*** Begin section ***

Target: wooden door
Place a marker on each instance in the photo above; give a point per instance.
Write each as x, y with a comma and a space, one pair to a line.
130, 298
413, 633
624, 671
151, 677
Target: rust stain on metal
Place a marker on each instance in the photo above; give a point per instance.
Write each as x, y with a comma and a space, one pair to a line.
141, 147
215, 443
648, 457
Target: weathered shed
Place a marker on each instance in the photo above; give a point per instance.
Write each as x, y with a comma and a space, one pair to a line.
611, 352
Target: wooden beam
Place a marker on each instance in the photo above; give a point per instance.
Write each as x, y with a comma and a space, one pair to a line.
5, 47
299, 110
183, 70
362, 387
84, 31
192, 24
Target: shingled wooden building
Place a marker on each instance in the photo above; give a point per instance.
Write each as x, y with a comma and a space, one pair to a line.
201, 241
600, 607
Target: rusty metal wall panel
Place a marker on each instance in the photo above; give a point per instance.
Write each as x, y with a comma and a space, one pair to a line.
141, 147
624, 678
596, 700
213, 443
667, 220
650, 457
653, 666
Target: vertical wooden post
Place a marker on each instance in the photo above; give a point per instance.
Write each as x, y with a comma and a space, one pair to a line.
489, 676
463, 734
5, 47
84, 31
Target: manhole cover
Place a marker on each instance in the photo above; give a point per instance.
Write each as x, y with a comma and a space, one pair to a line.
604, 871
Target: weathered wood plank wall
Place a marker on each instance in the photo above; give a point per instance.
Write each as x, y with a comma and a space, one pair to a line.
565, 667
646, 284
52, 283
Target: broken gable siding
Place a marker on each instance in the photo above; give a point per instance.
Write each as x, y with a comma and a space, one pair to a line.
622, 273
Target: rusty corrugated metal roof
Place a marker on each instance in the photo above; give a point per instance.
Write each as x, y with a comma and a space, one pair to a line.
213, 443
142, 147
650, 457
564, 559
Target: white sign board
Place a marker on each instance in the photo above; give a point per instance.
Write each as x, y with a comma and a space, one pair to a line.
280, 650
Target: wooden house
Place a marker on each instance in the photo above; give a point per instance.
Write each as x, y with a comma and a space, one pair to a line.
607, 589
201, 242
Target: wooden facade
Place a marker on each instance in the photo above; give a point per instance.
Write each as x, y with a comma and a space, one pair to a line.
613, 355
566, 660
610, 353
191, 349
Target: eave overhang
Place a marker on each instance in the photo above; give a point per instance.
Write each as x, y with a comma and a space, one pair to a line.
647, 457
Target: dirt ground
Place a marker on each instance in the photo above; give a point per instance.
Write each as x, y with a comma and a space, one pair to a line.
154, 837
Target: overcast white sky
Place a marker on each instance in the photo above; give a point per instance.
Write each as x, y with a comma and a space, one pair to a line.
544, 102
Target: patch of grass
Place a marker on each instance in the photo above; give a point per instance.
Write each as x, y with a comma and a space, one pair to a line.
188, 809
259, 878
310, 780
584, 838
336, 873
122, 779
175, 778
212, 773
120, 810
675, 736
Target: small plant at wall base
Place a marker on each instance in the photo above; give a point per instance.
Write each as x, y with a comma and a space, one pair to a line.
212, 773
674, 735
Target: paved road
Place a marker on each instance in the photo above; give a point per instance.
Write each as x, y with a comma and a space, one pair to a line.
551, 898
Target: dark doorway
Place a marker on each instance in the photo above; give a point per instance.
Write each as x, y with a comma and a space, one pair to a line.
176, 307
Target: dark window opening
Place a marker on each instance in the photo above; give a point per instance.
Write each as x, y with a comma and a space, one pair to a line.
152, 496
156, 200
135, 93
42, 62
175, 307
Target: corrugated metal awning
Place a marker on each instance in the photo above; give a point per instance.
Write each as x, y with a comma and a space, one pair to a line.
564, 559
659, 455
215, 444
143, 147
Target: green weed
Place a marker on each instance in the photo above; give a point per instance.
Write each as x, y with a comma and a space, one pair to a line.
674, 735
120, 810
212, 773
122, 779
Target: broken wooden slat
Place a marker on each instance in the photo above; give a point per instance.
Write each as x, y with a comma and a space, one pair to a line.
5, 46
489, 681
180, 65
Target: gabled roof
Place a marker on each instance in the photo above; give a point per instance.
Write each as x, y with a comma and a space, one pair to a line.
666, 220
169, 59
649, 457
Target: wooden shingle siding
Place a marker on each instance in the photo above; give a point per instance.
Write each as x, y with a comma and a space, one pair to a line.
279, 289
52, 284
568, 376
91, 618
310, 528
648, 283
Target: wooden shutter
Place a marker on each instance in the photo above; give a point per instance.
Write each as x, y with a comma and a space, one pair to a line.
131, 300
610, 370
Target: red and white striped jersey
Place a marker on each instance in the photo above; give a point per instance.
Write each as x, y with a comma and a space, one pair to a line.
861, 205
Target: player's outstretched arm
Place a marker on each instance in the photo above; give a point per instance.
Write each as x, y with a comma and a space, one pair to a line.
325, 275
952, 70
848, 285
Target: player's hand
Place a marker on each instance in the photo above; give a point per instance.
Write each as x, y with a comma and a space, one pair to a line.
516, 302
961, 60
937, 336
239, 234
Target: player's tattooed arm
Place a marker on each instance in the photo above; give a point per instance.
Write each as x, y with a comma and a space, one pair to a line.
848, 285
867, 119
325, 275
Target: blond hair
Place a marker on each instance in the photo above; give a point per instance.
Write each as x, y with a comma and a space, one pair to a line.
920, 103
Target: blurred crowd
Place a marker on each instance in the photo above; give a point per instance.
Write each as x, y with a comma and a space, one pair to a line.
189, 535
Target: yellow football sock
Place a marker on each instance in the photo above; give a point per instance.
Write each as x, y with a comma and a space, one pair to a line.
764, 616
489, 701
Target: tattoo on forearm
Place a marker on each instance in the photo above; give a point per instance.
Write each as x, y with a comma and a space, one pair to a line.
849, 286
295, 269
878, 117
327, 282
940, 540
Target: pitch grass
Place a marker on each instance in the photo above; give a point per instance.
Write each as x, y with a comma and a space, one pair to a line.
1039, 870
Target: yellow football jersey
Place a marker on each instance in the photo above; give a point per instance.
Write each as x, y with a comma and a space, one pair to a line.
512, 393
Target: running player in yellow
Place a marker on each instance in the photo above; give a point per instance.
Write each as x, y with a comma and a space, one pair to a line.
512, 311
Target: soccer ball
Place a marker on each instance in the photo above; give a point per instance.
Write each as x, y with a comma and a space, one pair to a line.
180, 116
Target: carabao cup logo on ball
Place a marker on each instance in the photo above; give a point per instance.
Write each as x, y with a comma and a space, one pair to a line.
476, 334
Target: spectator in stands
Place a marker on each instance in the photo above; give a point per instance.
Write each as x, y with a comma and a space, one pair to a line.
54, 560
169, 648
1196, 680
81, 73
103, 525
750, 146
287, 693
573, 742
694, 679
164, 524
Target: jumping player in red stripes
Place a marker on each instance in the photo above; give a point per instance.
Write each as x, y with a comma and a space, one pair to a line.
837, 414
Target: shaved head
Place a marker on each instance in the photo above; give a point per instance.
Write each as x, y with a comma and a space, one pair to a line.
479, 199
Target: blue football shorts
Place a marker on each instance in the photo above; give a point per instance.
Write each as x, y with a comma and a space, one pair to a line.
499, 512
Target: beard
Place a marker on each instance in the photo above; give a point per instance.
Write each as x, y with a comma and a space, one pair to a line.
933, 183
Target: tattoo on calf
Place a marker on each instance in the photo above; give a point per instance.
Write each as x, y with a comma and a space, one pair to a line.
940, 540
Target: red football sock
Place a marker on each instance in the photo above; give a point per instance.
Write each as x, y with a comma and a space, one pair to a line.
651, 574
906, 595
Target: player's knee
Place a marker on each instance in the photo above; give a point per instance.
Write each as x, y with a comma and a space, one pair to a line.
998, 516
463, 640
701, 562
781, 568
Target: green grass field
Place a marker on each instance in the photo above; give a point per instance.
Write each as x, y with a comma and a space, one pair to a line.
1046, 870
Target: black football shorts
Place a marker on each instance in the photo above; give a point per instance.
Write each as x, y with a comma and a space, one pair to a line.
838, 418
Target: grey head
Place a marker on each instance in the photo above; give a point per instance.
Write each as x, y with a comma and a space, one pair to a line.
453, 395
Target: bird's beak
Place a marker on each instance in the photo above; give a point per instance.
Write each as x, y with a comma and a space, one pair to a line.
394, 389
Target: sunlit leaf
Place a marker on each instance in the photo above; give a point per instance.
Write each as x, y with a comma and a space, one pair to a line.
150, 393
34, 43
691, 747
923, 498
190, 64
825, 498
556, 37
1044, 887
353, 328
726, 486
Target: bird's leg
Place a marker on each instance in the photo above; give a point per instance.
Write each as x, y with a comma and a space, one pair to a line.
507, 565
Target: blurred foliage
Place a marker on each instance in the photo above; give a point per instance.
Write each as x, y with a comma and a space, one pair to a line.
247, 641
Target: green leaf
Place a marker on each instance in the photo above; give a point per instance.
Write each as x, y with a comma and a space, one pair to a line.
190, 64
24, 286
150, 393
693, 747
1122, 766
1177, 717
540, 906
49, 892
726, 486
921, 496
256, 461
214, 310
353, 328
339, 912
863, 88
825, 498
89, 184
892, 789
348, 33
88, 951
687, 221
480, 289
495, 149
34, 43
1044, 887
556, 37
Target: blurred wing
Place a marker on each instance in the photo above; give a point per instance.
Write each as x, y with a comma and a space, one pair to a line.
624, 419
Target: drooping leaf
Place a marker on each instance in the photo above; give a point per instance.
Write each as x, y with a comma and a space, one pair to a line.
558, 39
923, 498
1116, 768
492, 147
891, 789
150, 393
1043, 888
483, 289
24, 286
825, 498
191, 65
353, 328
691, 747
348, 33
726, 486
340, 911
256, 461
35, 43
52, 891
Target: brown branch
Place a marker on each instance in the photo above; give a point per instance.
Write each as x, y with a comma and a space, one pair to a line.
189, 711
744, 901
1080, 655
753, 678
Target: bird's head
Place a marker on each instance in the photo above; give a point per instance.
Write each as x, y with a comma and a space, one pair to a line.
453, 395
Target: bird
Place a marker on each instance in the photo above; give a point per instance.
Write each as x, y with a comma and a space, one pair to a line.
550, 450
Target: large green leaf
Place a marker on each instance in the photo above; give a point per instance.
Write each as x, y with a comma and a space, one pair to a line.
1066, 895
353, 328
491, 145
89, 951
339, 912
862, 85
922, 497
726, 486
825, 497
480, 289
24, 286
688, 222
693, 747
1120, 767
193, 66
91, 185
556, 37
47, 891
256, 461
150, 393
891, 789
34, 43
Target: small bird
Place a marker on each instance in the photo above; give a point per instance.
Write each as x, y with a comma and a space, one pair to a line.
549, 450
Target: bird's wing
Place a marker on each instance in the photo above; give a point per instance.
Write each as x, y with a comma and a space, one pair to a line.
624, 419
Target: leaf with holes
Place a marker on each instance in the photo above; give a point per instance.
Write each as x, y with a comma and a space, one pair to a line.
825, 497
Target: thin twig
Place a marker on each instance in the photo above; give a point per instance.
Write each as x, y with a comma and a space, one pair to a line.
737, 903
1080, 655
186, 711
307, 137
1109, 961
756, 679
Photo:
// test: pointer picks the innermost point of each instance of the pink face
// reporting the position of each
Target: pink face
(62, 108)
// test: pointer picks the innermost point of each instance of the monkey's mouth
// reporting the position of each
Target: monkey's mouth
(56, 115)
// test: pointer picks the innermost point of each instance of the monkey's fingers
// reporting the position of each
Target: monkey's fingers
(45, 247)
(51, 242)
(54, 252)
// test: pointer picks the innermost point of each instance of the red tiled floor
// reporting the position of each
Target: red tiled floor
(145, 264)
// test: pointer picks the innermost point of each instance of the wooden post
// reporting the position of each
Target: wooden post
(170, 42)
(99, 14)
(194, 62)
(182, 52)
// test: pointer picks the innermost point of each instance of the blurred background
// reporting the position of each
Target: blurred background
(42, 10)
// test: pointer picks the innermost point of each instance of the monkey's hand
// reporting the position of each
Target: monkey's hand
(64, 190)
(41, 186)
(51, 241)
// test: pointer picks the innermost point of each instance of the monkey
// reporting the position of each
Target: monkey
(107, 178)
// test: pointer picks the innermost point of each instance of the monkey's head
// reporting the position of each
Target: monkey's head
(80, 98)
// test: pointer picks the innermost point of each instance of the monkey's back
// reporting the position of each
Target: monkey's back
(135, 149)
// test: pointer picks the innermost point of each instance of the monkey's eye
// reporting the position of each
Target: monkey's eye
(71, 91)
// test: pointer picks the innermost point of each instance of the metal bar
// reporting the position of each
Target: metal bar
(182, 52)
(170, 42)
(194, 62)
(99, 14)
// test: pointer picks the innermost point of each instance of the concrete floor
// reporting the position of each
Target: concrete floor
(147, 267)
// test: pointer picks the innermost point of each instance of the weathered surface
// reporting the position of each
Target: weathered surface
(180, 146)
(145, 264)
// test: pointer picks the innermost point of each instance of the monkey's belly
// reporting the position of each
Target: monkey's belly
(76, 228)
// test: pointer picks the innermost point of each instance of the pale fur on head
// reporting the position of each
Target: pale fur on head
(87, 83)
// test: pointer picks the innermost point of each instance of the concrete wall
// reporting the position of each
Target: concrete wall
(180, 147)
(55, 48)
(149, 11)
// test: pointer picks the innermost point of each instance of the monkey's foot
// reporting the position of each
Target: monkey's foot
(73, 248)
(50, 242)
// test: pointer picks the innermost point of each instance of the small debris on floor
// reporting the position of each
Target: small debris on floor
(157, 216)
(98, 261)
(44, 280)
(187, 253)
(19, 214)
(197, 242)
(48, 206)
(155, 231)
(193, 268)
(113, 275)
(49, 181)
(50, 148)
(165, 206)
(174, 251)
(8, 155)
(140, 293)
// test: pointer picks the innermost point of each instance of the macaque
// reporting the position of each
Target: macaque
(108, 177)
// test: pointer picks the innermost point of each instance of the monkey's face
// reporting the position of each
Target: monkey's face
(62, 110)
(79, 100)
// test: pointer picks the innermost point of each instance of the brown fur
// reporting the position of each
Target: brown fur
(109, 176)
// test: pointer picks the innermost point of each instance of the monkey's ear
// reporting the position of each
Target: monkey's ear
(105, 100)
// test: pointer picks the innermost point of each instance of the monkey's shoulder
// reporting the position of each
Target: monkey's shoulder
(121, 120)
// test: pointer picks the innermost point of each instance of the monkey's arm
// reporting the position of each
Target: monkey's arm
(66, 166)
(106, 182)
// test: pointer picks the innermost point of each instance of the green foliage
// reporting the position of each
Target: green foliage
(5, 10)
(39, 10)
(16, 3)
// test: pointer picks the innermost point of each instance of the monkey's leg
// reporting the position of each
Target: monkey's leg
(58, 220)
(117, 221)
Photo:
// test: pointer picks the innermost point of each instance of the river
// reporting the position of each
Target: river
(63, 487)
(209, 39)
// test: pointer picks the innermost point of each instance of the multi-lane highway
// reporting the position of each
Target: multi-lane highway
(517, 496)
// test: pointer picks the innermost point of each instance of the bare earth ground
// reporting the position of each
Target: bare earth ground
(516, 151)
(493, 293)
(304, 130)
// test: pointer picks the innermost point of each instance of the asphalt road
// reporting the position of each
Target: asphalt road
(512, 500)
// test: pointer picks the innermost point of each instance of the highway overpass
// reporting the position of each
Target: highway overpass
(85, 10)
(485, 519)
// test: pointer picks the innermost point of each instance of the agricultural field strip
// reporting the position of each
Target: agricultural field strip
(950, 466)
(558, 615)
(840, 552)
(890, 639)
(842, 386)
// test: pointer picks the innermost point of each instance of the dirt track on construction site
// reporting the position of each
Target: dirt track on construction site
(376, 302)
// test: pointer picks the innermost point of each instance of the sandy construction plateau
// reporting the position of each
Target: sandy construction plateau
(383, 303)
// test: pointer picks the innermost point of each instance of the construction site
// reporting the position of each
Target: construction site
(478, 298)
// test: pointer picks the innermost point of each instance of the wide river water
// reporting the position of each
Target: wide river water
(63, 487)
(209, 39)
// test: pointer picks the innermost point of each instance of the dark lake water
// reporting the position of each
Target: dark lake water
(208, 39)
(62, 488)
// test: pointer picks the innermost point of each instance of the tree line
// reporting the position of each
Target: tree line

*** End section ***

• PROBLEM STATEMENT
Using the material above, please count the lines in which the word "jersey" occurs and give the number with nothing added.

• ANSWER SPACE
2